🤖 AI Summary
AMD says its next-gen Instinct MI450 accelerators (CDNA 5) will use TSMC’s N2 (2nm-class) node, making them the first AI GPUs from the company built on a cutting-edge process. That move—announced for a second‑half next‑year debut—could give AMD a node-level advantage versus Nvidia’s Rubin GPUs, which are slated for TSMC N3. N2 promises “full node” gains (roughly +10–15% performance at equal power or −25–30% power at equal frequency and ~15% higher transistor density vs N3E) and introduces gate-all-around (GAA) transistors that enable tighter design/technology co‑optimization, potentially letting AMD pack more compute and efficiency into MI450 chiplets.

[Image-grounded pointing data]
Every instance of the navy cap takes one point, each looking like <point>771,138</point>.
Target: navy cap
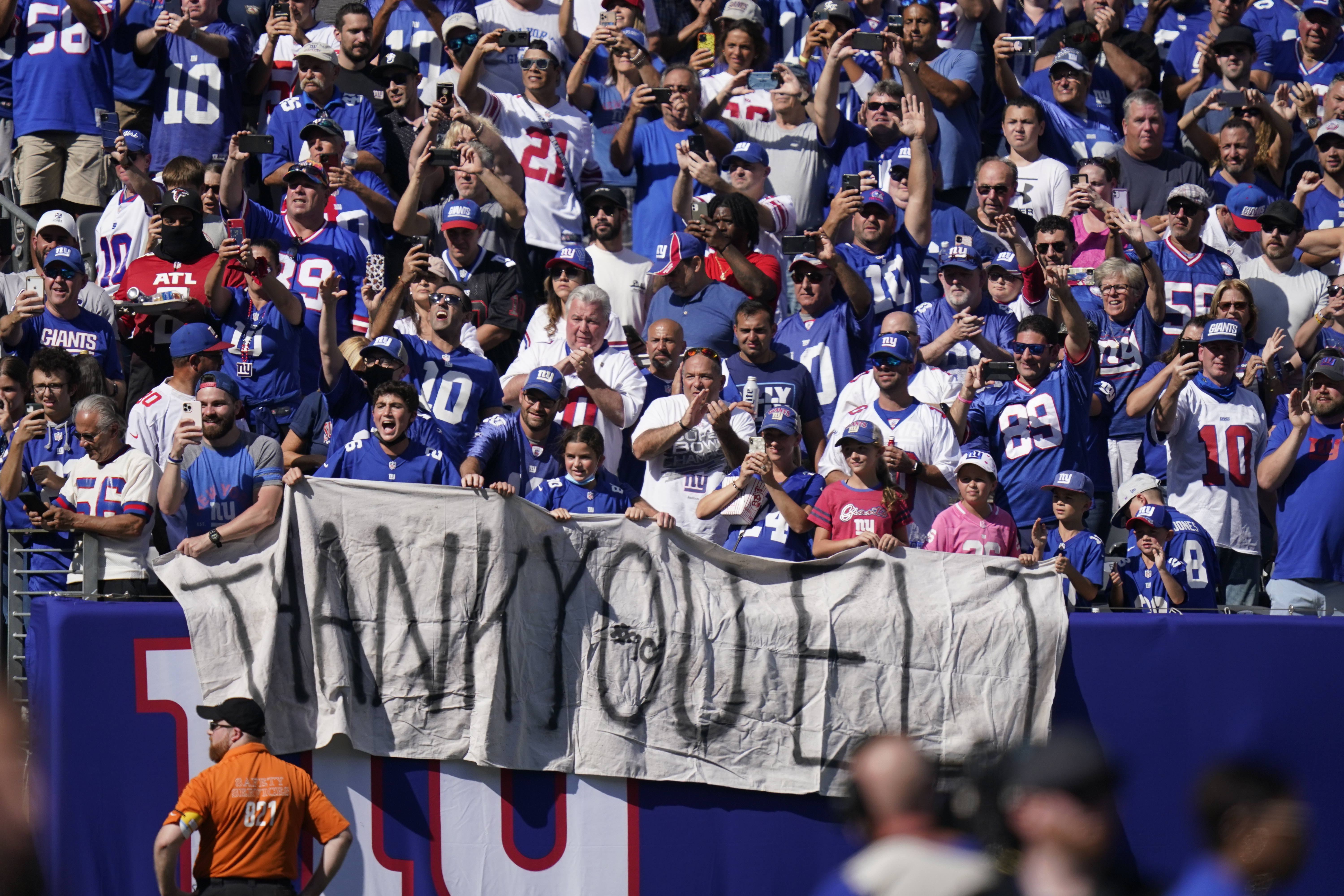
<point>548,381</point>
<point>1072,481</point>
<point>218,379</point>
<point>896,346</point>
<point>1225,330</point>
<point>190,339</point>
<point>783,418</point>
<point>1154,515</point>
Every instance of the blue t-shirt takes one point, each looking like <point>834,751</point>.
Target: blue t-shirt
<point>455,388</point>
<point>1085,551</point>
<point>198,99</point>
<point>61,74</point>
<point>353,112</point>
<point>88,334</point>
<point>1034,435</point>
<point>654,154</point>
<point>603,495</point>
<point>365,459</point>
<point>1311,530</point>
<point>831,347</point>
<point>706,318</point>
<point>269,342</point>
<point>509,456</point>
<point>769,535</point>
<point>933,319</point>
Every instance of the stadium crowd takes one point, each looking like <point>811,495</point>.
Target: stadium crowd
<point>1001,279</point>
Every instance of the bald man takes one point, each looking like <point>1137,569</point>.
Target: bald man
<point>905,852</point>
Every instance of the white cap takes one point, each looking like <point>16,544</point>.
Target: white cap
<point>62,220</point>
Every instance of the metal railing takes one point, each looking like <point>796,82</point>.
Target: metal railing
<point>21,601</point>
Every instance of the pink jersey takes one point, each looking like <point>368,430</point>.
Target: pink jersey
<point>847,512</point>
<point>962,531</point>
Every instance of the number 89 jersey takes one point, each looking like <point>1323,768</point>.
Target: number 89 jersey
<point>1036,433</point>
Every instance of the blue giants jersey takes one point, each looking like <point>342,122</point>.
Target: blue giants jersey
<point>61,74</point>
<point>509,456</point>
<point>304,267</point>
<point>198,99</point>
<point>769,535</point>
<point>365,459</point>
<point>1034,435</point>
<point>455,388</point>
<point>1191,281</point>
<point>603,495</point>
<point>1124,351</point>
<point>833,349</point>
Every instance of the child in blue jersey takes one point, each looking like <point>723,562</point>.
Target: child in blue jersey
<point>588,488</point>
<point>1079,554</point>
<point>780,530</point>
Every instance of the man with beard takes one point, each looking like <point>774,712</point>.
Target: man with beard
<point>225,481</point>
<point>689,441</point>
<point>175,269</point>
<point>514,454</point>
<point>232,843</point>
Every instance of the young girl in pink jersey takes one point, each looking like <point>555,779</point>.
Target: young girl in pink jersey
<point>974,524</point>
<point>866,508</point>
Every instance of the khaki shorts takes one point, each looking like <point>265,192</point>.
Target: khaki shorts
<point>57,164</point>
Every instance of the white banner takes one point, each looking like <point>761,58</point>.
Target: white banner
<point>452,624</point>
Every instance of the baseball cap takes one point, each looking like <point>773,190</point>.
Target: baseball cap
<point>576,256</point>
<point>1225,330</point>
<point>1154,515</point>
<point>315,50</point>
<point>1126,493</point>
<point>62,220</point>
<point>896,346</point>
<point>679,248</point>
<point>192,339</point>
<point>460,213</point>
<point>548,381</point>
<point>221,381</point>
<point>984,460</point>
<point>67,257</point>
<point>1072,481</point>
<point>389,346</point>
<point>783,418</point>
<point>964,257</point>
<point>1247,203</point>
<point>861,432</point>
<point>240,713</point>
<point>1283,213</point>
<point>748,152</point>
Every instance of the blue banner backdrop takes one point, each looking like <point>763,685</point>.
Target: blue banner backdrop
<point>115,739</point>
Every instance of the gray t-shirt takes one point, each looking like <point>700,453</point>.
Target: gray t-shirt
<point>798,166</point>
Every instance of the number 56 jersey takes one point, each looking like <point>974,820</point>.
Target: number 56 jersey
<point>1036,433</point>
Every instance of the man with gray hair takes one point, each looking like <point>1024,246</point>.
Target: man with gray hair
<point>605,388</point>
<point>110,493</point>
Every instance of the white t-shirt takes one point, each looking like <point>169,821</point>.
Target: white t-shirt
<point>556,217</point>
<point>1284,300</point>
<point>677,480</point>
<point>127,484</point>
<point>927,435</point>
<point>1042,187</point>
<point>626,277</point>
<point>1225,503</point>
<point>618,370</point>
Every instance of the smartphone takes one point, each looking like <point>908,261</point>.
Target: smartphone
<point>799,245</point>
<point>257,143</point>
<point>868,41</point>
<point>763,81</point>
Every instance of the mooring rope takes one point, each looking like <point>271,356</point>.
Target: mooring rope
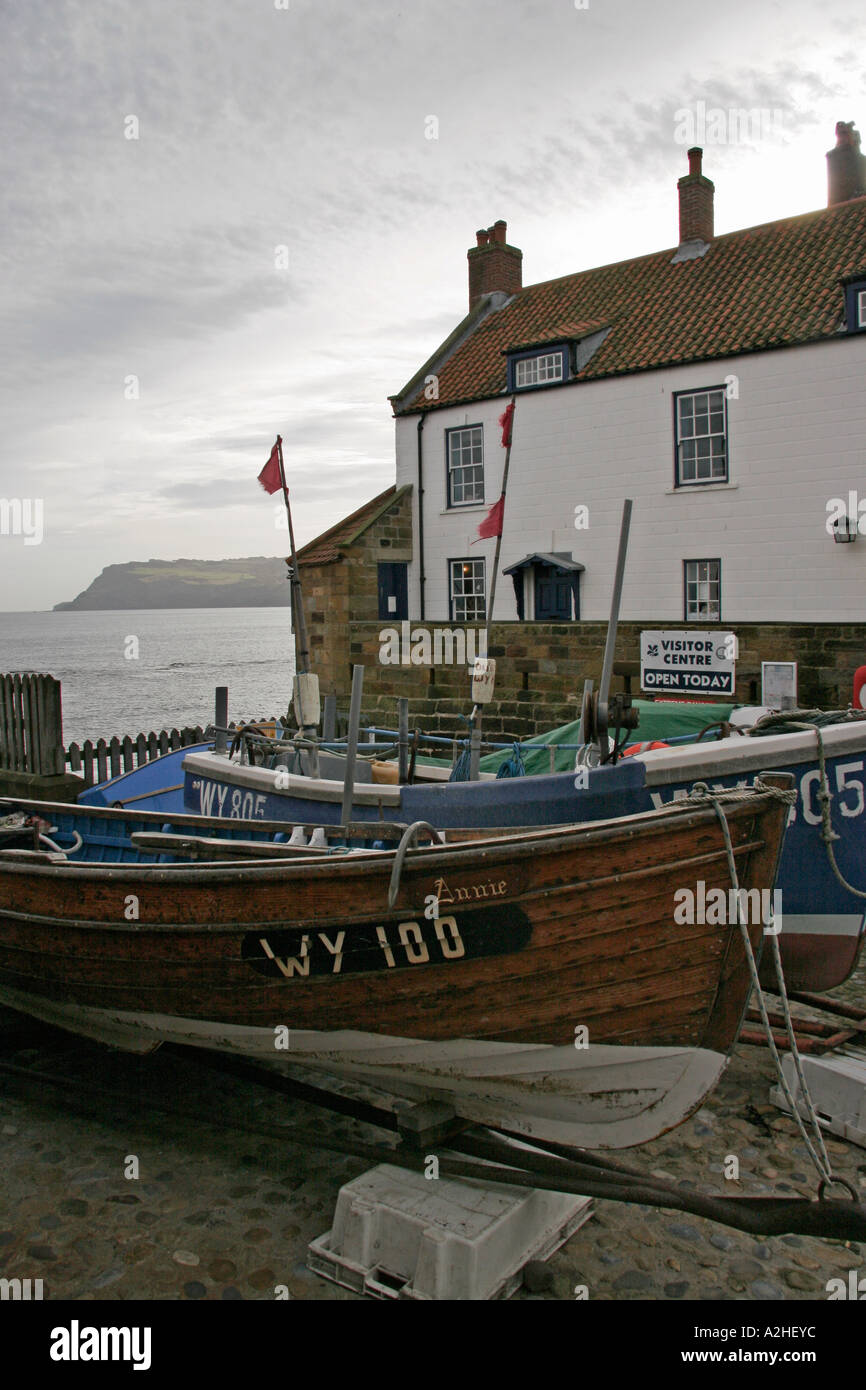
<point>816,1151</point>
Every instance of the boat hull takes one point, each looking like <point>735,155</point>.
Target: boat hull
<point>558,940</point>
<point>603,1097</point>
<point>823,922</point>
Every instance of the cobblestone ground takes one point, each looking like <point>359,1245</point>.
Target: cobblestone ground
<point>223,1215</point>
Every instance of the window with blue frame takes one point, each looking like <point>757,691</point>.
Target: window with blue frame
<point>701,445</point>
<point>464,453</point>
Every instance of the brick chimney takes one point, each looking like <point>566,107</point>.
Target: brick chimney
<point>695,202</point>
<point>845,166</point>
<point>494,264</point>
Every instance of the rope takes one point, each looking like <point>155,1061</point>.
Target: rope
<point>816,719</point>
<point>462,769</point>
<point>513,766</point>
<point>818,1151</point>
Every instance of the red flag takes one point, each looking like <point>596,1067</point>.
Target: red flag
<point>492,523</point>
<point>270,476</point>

> TASK ITEM A: Please rewrite the paragraph of the AMD MI450 summary that begins "AMD says its next-gen Instinct MI450" as a short bulleted list, keeping its main facts.
> TASK ITEM B: Write the next part of the AMD MI450 summary, picking up after its final sentence.

> ANSWER SPACE A:
- AMD's next-generation Instinct MI450 accelerators (CDNA 5) will use TSMC's N2 (2nm-class) node, making them the company's first AI GPUs on a cutting-edge process.
- Their debut is announced for the second half of next year.
- This could give AMD a node-level advantage over Nvidia's Rubin GPUs, which are slated for TSMC N3.
- Compared with N3E, N2 promises roughly 10–15% more performance at equal power, or 25–30% less power at equal frequency, plus about 15% higher transistor density.
- N2 introduces gate-all-around (GAA) transistors, which enable tighter design/technology co-optimization and could let AMD fit more compute and efficiency into MI450 chiplets.

> ANSWER SPACE B:
At the system level AMD plans a Helios rack with 72 MI450s and HBM4: corrected figures indicate ~31 TB total memory and ~1,400 TB/s bandwidth, versus Nvidia’s Rubin-based NVL144 at ~21 TB and 936 TB/s. AMD’s MI450 family will be AI‑tailored (new data formats/instructions) and is expected to ship to early customers like OpenAI in H2 next year, driving significant revenue upside. However, system performance and efficiency remain to be proven: Nvidia’s rack reportedly delivers higher FP4 throughput (NVFP4 ~3,600 PFLOPS vs AMD’s FP4 ~2,900 PFLOPS) and interconnect scale‑up (UALink) and real‑world power characteristics will ultimately determine competitive standing.